» **STATED EXERCISE**
Switch every "man's" to "woman's" in the records below, starting at the line that contains "forehead and return the coordinates." and ending at the line that contains "(1289, 324)". Give back only those lines, with nothing else changed.

» **SUPPLIED INFORMATION**
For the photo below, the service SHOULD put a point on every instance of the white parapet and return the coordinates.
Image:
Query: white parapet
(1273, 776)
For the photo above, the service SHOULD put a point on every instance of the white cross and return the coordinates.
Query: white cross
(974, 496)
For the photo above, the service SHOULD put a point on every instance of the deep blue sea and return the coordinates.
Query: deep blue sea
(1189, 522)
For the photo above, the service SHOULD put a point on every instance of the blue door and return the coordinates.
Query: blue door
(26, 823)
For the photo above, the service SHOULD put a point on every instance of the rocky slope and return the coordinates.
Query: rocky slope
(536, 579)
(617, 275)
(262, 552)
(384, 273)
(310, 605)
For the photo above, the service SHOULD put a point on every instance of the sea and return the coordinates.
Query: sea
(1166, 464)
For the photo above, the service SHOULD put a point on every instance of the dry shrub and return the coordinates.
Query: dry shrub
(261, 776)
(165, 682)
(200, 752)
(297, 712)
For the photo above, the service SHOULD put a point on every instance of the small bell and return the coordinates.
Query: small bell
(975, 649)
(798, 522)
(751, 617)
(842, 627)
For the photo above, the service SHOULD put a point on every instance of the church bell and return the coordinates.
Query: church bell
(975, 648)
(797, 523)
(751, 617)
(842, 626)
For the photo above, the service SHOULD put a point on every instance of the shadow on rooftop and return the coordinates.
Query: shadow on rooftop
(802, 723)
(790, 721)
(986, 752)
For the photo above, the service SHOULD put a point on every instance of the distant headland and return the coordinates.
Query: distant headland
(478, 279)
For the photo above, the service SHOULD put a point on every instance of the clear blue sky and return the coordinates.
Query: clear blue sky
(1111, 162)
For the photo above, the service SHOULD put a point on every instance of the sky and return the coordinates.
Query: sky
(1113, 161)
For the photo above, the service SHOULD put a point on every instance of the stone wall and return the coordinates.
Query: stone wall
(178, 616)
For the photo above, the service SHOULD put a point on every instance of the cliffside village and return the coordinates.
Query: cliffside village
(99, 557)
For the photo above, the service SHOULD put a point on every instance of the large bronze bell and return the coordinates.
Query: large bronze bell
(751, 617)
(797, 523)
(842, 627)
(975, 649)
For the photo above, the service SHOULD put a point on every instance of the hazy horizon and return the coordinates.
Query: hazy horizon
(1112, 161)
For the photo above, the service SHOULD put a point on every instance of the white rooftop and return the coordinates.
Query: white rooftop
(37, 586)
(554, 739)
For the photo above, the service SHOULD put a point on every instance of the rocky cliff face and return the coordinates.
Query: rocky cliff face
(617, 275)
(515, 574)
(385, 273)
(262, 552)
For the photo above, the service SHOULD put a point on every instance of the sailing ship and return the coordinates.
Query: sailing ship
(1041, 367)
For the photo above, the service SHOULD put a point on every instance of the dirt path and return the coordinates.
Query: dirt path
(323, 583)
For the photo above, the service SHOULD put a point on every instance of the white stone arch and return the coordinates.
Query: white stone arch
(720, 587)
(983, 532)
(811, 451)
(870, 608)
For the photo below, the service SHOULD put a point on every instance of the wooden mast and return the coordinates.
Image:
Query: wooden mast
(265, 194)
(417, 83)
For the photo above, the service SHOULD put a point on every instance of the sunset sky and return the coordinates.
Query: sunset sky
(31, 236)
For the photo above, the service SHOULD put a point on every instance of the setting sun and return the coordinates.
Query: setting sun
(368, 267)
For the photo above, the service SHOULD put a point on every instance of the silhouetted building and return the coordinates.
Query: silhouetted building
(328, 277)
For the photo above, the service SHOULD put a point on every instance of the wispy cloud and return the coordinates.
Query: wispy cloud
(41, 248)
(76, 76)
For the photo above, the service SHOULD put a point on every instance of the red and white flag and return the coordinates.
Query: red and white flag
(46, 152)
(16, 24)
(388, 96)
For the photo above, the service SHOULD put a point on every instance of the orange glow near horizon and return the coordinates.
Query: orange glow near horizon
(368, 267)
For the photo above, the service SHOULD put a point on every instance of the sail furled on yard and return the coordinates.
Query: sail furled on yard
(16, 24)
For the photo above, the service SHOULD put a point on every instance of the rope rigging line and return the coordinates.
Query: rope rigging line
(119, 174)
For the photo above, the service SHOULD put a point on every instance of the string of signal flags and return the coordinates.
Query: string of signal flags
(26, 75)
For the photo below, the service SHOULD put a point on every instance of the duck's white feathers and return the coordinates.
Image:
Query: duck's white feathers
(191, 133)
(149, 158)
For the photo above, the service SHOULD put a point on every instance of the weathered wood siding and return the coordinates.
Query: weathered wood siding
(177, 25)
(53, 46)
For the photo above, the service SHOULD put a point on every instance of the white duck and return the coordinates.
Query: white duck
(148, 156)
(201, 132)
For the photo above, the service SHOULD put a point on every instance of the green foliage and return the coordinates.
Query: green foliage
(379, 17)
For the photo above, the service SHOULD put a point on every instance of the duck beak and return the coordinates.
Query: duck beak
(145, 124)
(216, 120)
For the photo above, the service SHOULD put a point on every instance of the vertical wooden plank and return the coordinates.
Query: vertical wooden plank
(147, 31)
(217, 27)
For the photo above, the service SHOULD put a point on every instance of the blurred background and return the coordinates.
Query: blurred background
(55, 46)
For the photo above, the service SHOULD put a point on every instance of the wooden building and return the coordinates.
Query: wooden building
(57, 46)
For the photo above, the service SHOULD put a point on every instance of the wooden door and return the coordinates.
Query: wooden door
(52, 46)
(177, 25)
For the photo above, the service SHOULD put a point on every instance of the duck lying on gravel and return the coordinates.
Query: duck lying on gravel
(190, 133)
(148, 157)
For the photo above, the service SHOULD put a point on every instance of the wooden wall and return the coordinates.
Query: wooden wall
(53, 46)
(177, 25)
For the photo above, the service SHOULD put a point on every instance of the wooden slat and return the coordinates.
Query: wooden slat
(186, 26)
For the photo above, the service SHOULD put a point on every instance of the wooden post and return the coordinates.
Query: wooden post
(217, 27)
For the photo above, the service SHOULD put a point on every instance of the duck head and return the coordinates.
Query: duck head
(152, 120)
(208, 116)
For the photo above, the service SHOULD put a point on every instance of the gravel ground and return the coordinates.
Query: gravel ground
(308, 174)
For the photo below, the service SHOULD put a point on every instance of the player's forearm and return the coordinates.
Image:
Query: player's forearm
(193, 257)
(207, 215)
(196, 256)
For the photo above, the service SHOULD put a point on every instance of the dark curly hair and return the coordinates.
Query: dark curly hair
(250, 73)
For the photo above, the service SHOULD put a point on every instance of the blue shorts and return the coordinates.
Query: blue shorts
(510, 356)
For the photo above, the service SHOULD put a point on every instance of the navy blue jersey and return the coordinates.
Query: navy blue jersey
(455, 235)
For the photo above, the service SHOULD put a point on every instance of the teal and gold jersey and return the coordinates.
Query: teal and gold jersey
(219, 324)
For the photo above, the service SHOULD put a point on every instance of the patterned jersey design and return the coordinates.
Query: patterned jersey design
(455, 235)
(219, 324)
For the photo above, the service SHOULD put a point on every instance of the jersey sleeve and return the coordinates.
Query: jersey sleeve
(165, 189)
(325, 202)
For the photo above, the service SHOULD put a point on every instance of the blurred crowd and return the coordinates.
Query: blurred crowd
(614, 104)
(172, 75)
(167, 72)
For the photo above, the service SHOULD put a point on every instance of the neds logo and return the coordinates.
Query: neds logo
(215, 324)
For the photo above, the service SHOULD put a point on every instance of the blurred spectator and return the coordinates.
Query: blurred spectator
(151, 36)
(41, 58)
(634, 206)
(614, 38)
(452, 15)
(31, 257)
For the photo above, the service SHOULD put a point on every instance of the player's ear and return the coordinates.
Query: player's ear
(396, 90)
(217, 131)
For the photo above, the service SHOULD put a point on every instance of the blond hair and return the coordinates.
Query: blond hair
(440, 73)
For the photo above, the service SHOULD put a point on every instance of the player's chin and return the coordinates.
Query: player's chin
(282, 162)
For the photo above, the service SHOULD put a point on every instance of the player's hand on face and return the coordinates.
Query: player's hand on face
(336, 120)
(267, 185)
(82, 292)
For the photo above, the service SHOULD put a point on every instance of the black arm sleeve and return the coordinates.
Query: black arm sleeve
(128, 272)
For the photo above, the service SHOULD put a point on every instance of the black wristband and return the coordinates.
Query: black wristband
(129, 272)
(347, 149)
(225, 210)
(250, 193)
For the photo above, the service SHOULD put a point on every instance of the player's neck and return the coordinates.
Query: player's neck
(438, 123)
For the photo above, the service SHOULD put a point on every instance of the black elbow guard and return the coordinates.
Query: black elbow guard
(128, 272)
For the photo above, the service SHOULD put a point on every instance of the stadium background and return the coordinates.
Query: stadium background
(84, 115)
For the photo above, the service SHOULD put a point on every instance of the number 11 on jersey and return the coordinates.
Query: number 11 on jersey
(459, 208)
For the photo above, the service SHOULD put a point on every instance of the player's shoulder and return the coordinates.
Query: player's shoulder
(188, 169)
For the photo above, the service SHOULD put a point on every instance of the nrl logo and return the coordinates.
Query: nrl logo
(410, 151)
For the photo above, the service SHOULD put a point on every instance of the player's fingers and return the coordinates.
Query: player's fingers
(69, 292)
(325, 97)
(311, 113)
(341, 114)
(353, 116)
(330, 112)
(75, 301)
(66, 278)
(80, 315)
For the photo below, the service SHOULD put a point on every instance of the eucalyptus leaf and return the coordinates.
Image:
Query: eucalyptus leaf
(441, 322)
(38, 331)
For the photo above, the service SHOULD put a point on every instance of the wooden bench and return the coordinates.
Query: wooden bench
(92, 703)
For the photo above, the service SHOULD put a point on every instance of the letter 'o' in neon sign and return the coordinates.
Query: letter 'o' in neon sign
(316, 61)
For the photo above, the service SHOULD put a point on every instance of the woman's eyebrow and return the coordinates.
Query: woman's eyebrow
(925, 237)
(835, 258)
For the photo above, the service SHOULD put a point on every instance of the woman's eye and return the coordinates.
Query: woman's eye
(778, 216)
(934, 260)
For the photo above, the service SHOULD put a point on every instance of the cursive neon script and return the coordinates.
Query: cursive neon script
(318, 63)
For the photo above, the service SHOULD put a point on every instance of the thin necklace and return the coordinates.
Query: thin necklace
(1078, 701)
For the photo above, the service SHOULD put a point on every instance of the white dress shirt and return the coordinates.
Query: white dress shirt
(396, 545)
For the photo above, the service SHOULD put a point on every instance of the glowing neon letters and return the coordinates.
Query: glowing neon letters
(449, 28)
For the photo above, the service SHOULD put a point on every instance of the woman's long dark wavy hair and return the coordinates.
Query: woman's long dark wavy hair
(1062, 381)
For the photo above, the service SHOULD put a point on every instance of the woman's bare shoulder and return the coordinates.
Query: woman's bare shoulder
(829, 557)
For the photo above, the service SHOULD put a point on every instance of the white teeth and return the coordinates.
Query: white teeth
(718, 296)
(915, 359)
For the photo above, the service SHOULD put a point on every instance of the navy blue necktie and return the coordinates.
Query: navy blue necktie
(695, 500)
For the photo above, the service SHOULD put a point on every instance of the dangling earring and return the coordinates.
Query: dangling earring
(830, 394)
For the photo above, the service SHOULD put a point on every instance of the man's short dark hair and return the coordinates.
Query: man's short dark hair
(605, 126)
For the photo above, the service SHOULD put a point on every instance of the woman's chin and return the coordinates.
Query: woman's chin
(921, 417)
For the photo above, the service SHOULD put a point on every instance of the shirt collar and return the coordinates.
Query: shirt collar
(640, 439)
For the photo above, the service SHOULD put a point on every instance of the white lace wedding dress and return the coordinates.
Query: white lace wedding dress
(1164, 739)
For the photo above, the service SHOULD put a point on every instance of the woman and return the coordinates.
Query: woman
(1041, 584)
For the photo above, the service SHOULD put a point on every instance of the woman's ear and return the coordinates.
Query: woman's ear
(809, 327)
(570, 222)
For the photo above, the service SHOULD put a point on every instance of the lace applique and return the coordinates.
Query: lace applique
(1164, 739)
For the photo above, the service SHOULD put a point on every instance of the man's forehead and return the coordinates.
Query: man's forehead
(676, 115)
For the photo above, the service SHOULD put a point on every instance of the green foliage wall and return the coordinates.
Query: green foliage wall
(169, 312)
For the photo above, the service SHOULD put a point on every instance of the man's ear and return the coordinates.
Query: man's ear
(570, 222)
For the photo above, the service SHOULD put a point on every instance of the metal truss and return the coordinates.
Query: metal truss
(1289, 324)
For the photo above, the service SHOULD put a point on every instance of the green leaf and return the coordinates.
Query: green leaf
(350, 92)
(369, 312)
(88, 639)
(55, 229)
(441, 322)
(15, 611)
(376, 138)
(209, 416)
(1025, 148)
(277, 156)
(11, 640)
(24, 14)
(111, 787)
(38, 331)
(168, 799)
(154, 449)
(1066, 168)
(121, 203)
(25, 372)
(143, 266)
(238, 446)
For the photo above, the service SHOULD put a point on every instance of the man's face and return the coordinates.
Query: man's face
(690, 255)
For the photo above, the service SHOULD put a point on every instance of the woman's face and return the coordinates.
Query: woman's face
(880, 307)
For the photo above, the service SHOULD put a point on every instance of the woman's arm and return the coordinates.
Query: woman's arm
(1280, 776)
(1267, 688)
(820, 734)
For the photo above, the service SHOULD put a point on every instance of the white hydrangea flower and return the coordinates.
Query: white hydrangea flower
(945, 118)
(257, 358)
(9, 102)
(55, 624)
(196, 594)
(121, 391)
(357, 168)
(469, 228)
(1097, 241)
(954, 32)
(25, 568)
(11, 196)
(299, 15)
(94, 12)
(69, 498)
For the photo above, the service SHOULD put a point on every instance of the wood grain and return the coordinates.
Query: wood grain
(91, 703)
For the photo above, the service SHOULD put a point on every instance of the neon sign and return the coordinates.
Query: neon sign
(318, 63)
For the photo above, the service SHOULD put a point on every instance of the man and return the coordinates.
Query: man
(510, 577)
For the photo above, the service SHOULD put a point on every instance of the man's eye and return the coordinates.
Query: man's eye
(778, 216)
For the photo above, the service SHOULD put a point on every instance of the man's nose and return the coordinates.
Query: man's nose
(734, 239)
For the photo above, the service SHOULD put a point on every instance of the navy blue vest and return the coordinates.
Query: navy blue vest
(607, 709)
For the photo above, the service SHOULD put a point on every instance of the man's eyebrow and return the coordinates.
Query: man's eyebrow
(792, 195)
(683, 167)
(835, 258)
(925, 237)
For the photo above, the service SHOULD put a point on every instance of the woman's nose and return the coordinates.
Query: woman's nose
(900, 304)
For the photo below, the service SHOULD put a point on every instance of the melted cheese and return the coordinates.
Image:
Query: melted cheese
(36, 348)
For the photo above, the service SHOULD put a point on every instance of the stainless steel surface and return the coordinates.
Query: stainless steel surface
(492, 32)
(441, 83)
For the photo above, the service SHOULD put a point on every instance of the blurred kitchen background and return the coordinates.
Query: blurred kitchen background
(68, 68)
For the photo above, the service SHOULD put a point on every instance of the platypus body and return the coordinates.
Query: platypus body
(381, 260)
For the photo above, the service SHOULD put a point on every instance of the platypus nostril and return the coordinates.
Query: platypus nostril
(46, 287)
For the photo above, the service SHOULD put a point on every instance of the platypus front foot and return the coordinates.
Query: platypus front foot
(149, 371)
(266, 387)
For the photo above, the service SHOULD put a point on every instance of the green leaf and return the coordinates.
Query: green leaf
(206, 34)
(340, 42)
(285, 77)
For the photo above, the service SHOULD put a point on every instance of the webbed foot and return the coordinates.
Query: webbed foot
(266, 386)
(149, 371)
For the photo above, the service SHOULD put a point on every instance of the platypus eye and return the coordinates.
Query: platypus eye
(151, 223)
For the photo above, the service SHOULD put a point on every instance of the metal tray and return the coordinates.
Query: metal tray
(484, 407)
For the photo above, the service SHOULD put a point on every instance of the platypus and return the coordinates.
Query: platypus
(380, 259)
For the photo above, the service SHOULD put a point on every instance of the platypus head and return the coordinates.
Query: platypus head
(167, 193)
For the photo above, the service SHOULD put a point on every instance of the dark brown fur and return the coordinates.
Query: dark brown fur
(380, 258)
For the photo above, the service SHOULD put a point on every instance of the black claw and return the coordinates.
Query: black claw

» **CORRECT RESPONSE**
For the photo above, the service SHOULD put a point on every instance of the woman's forehead and return the coordinates.
Query: woman's forehead
(676, 115)
For the photo above, the service SHOULD put a point on every instance of the green foliage wall and return the coordinates.
Query: green foliage wall
(169, 312)
For the photo above, the service SHOULD put a point on every instance of the woman's ear and return the coordinates.
Query: woman's ear
(570, 222)
For the photo above, the service SHOULD put a point on every instance of the metal truss and return the coordinates.
Query: metal truss
(1289, 324)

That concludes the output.